BEGIN Text block
A disappointing State of the Union address
PRESIDENT OBAMA entered office promising to be a different kind of politician - one who would speak honestly with the American people about the hard choices they face and would help make those hard calls. Tuesday night's State of the Union Address would have been the moment to make good on that promise. He disappointed.
It's not that everything he said in the speech was wrong; on the contrary, we agree with much of it. To remain competitive in the world, and to reverse the trend of rising inequality at home, the government will have to invest, as Mr. Obama proposed, in scientific research, education and infrastructure. To stay safe abroad, the country can't stint on national defense or foreign aid. Republican visions of dramatically smaller government are unrealistic and potentially dangerous.
But where will the money come from? "We will make sure this is fully paid for," Mr. Obama said as he grandly pledged to "redouble" road and bridge repair. With higher gasoline taxes? Traditionally, that has been the way. Mr. Obama didn't elaborate.
The president promised to freeze discretionary spending - exempting, that is, defense, veterans affairs, homeland security, Medicare and Social Security - for five years. Given that he'd already promised a three-year freeze, this was more incremental than earthshaking and, as he acknowledged, in any case affects only 12 percent of the federal budget.
The reality, as Mr. Obama understands, is that the country is headed for fiscal catastrophe unless it does some politically unpopular things: unwind the Bush tax cuts, including for the middle class; reduce projected Social Security benefits for future retirees, exempting the poor and disabled; rein in the cost of health care; limit popular income tax deductions. Mr. Obama knows this, but last night he did little to prepare Americans for any of it. The best you could say is that he left the door open to work with Congress on these issues.
END Text block
BEGIN Given entries
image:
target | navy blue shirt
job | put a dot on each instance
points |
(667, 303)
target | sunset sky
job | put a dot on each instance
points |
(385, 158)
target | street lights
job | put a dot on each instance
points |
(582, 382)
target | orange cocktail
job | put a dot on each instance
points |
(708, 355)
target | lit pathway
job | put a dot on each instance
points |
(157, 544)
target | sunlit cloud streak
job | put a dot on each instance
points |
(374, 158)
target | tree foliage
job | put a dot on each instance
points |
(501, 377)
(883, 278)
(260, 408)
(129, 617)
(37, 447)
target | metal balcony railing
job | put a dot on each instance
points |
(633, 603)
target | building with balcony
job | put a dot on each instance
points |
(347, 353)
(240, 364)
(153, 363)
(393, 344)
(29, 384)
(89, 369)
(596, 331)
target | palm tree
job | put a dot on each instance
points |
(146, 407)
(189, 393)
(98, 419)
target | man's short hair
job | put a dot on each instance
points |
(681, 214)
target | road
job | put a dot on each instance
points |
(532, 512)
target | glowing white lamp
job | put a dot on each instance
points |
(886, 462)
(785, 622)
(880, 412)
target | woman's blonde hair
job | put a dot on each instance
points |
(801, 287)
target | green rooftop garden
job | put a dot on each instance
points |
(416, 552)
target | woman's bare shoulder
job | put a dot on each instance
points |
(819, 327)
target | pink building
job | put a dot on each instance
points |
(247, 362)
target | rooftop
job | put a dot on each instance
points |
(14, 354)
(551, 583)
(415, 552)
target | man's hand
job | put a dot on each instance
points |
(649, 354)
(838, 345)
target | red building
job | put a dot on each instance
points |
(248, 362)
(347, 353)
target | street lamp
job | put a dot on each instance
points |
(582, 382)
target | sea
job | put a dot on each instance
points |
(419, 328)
END Given entries
BEGIN Given entries
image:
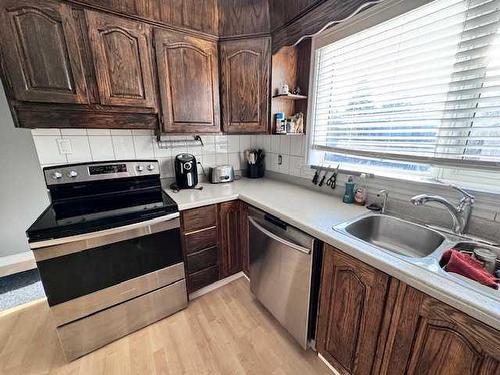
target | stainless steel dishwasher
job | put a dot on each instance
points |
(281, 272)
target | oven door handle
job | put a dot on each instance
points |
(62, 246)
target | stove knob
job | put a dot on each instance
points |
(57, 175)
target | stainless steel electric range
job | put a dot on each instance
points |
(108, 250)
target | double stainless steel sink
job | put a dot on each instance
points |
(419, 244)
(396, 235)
END Given entries
> [Problem statement] Extend the editorial on President Obama's State of the Union address, starting after its final sentence.

> [Expected output]
In his first year in office, Mr. Obama said he couldn't confront the nation's long-term fiscal peril because of imminent financial collapse. In his second year, he said he needed health-care reform first, to "bend the curve" of rising health-care costs. He called for a bipartisan commission to study the debt and promised to pivot in his third year to fiscal reform.
Now that bipartisan commission has reported, but Mr. Obama didn't fully endorse any of its recommendations. To the contrary, he promised more jobs for teachers and construction workers. He warned against "slashing" Social Security benefits. Corporate tax reform is fine, but if it's revenue-neutral, it only postpones - and makes more politically difficult - the task of narrowing the nation's deficit.
So what happens now? Maybe some members of Congress will display the courage the president has lacked. Maybe Mr. Obama, in the budget he proposes next month, will grapple more realistically with the hard choices than he did Tuesday night. But even if he does, how can he expect public support if he hasn't made the case? From the man who promised to change Washington, it seemed all too drearily familiar.